▶ **Task**: Copy all entries verbatim and keep any pictures out of the copy.

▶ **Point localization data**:

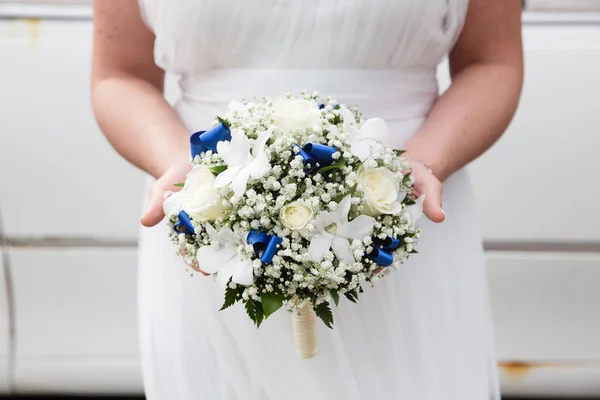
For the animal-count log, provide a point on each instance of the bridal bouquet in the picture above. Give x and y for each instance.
(294, 203)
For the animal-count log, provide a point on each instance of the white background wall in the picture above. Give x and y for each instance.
(70, 210)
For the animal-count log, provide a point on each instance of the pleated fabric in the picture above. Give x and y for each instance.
(424, 332)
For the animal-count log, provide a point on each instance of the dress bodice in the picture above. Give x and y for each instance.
(195, 35)
(379, 54)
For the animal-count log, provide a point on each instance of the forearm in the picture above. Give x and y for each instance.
(468, 118)
(139, 123)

▶ **Response**:
For the animal-count log, provide a point on each instance of the bridal bouquet in the picture above. Give x and y for each instance.
(294, 203)
For the animal-count log, provide a point on each instance of the white background wall in the picture above. Give x and y for each instance.
(70, 210)
For the animal-count log, provide a point on each instance of the pleated fabric in the picture above. Give x and y for each instance.
(424, 332)
For the animal-count log, provide a point on each instance of the dress bodice in the picture above. Give x and y for each instance.
(195, 35)
(379, 54)
For the animal-count log, provide a point on each instance of the forearm in the picture above. Give x and y for each instance.
(468, 118)
(139, 123)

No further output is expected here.